═══ RECORDS SHOWN

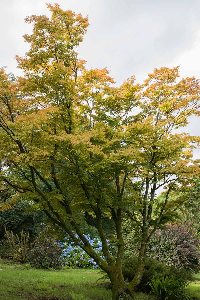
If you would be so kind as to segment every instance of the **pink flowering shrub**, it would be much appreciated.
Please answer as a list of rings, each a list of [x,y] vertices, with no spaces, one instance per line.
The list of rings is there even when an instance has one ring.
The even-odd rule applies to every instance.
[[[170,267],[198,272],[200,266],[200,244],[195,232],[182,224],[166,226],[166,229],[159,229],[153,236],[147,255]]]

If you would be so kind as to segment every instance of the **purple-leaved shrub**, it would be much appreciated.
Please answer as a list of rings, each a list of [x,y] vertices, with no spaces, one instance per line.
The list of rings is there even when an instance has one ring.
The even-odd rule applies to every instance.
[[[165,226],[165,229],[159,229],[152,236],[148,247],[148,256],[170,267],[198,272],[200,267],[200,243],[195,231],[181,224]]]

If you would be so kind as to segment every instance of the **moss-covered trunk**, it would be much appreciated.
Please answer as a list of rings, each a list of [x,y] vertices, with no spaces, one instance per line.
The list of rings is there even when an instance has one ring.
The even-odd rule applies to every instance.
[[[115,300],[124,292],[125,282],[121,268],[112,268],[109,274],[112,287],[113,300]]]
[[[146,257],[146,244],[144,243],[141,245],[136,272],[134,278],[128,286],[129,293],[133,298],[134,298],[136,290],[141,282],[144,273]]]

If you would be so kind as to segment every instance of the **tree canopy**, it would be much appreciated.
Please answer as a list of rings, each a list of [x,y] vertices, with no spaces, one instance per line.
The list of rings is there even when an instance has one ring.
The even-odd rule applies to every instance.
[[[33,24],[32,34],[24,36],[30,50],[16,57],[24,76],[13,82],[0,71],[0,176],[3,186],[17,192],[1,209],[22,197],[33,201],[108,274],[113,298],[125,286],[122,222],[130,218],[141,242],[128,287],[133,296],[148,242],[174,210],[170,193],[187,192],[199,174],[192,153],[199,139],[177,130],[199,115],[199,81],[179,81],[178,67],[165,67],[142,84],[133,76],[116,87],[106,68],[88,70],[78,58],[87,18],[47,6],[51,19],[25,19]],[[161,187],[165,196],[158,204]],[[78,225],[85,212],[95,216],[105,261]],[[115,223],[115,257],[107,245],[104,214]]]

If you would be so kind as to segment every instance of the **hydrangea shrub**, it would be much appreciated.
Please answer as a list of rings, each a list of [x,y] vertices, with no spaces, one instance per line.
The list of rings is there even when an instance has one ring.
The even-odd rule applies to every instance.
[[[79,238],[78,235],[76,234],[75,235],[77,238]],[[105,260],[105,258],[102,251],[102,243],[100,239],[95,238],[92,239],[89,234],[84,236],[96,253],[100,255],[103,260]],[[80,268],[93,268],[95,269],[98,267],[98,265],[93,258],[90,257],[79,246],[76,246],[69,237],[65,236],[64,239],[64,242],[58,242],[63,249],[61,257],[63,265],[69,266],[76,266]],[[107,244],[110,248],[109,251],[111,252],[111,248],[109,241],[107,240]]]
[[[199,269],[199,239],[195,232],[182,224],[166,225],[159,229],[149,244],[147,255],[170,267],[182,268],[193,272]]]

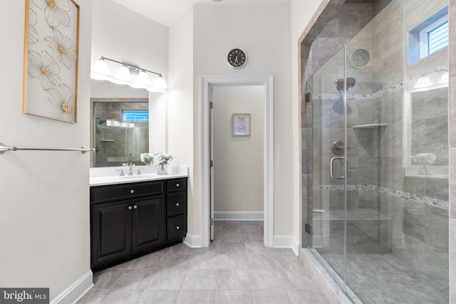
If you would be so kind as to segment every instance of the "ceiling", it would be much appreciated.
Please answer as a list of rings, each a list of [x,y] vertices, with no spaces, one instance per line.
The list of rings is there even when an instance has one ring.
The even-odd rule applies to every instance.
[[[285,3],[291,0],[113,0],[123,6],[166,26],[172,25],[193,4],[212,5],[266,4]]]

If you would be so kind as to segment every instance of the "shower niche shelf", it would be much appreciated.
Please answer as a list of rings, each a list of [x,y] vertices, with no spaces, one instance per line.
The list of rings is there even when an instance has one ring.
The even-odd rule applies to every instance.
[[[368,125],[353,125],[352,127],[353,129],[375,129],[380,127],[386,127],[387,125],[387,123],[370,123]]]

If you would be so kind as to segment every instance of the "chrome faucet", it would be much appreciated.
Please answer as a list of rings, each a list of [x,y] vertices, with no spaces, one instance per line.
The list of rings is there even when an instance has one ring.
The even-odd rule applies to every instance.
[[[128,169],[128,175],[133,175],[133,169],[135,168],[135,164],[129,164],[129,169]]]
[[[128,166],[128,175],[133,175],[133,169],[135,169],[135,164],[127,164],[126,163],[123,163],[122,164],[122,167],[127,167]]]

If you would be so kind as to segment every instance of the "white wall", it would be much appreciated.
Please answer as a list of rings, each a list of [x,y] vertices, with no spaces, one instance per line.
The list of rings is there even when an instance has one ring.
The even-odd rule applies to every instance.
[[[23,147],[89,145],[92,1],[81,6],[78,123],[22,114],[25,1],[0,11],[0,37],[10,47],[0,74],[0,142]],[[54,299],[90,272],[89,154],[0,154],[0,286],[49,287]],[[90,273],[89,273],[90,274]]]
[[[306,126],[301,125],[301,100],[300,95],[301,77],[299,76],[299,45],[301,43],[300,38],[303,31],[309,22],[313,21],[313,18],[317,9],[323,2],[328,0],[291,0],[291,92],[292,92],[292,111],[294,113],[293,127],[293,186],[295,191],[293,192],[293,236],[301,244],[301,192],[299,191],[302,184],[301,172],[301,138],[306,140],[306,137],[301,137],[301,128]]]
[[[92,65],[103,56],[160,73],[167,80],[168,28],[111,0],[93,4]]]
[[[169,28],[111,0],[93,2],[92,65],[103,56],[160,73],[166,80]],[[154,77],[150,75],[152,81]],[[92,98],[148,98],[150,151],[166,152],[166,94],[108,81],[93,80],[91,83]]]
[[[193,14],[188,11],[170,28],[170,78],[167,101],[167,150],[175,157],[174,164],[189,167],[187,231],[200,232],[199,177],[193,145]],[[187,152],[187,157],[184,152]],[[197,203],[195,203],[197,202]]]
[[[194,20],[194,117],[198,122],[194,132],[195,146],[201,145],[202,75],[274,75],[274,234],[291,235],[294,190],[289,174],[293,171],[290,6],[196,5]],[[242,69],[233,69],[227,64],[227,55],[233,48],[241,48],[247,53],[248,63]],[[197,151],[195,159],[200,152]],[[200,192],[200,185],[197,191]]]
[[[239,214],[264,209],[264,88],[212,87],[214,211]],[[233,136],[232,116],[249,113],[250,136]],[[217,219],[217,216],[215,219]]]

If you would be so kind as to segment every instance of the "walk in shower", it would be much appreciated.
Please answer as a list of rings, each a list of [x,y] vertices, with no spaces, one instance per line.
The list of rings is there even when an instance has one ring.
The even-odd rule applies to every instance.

══════

WHAT THE EXERCISE ASKS: List every line of the material above that contains the string "kind", matching case exactly.

EXERCISE RESULT:
If you would be so kind as to segment every instance of the **pink flowering shrub**, it would be much appreciated.
If you would be so kind as to segment every instance of the **purple-leaved shrub**, it would be much appreciated.
If you would be so kind as to segment every instance of the **moss-covered trunk**, it would be much appreciated.
If you would be so kind as to segment every instance of the **tree canopy**, it would be much appreciated.
If you would be so kind as to segment every instance of the **hydrangea shrub**, it would be much appreciated.
If you would be so kind as to segment every instance of the "ceiling", it would be much appreciated.
If you would be so kind as to segment every instance of the "shower niche shelf", it would be much appreciated.
If you would be so kind as to segment every instance of the "chrome faucet", it would be much appreciated.
If you would be so kind as to segment every instance of the "white wall", it would be much appreciated.
If you would be so kind as to segment every instance of the "walk in shower", it would be much appreciated.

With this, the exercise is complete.